> **Task**: Rewrite the listing starting with the line with "Task: mark the tower" and going on through the line with "[[37, 50], [50, 125], [431, 218], [403, 276], [301, 288]]", replacing "evergreen tree" with "pine tree" and leaving everything else unchanged.

> **Data for processing**:
>>>>>
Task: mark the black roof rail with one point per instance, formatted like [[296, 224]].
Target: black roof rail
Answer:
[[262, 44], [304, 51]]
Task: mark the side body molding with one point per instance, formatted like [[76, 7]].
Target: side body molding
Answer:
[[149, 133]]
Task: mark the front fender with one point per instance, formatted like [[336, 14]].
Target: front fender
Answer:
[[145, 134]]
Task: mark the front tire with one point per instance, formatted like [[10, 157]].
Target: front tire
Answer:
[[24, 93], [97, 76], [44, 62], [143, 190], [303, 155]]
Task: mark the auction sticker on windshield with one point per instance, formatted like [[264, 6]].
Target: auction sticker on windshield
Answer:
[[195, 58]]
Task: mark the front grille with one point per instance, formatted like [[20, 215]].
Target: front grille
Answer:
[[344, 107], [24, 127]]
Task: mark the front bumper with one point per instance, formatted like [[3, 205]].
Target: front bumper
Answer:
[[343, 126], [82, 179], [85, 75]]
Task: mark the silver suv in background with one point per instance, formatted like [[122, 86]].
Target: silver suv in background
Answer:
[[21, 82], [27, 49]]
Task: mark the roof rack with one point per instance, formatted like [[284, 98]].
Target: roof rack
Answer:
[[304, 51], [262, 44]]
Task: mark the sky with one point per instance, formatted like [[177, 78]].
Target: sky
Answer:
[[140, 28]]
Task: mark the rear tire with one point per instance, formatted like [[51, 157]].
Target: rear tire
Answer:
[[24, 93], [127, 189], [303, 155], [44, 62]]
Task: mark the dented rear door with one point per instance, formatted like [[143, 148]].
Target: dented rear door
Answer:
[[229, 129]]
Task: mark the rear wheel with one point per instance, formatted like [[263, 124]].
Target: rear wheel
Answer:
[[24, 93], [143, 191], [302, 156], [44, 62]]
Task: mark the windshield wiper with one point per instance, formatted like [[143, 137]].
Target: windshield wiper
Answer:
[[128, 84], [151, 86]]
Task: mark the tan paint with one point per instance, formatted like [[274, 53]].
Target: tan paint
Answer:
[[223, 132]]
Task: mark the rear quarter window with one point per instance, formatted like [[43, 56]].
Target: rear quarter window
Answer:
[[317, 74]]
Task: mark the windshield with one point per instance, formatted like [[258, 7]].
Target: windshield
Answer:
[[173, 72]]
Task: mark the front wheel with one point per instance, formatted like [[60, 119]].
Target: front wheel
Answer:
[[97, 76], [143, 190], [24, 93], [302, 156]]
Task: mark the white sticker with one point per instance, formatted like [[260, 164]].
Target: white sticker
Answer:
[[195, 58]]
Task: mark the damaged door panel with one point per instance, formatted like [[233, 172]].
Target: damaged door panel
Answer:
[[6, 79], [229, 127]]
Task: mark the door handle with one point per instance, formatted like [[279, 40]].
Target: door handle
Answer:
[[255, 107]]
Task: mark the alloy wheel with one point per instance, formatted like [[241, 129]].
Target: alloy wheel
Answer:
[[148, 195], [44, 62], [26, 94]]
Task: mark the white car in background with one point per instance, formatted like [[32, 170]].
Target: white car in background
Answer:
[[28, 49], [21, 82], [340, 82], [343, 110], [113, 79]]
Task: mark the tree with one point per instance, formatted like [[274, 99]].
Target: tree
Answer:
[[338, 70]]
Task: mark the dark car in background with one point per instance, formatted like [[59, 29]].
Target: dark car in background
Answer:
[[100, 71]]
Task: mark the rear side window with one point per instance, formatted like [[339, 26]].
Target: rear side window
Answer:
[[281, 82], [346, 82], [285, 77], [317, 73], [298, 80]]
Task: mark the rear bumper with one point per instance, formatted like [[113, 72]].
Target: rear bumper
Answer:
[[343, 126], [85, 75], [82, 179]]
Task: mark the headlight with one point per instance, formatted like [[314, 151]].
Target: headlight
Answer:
<<<<<
>>>>>
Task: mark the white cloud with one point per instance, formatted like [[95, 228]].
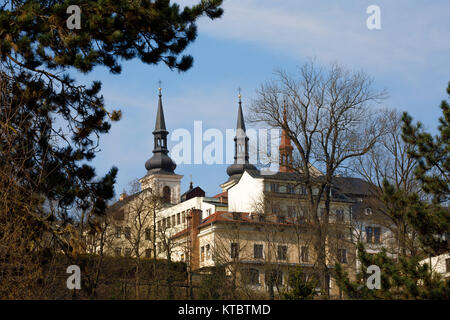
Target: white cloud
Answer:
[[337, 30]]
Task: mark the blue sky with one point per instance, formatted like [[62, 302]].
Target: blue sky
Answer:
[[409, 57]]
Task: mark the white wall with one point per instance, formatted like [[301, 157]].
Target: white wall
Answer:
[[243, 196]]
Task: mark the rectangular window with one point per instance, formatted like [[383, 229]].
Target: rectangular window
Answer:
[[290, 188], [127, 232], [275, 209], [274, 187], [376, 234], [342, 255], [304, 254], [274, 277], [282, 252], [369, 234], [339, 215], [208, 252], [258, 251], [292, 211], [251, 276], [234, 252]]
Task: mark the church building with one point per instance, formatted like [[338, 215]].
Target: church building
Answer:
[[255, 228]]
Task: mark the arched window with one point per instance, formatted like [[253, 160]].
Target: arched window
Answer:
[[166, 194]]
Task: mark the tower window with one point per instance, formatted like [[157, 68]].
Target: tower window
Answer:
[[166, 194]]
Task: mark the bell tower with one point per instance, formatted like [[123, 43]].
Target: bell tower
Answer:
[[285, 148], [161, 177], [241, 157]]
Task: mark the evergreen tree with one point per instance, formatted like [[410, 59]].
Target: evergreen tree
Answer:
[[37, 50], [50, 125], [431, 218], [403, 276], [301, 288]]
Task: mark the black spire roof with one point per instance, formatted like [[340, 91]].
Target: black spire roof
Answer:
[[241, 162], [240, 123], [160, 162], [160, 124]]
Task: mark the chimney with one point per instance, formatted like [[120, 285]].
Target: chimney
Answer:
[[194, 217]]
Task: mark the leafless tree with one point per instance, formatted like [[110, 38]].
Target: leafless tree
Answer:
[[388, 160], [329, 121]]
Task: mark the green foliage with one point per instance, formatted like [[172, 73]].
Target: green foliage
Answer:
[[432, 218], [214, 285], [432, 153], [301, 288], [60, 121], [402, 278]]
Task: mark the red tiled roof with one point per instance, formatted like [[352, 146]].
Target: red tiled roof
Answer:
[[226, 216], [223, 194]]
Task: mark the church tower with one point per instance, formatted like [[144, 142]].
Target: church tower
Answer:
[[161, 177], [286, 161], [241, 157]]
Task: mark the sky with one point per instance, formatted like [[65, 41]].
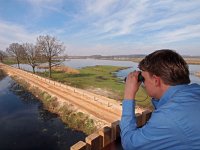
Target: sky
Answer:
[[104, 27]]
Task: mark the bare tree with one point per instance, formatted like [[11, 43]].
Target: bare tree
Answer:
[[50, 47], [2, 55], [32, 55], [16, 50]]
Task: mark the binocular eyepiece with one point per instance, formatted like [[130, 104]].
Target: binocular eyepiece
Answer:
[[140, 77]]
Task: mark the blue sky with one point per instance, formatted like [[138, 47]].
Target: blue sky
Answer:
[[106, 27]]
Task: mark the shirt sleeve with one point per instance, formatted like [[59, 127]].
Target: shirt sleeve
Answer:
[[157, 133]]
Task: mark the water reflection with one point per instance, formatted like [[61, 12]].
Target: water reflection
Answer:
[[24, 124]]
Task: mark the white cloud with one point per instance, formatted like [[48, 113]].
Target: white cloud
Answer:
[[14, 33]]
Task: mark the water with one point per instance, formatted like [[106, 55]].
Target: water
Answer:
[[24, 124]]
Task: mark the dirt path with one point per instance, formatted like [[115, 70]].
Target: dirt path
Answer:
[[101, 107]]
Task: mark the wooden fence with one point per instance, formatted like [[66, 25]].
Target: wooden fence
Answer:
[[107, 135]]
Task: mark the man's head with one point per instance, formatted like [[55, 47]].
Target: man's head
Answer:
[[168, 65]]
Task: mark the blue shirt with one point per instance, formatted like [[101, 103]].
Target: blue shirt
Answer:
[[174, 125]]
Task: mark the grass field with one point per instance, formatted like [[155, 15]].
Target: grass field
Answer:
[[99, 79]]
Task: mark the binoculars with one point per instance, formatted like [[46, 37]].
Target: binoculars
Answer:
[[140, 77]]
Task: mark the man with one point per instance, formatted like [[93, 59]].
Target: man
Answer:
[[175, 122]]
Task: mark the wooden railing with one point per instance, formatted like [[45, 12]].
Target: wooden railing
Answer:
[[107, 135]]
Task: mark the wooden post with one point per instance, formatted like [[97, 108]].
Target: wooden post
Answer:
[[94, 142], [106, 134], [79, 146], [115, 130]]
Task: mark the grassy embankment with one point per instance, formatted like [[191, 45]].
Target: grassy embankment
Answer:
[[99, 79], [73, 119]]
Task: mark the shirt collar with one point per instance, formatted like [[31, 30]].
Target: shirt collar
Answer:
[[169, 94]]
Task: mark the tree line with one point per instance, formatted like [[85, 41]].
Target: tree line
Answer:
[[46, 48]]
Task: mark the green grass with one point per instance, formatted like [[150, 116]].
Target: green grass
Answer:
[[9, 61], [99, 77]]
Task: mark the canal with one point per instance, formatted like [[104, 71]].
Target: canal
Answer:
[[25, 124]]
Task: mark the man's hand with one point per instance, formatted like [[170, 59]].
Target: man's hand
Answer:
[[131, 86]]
<<<<<
> **Output of the exercise**:
Task: mark the tower window with one point per instance, formatted like [[157, 68]].
Target: tower window
Answer:
[[166, 194]]
Task: mark the bell tower with one point per instance, formatted like [[123, 43]].
Target: bell tower
Answer:
[[285, 148], [161, 177], [241, 157]]
Task: mark the pine tree with one point per instance, formatted like [[410, 59]].
Target: pine tree
Answer:
[[37, 50], [50, 125], [431, 218], [403, 276], [301, 288]]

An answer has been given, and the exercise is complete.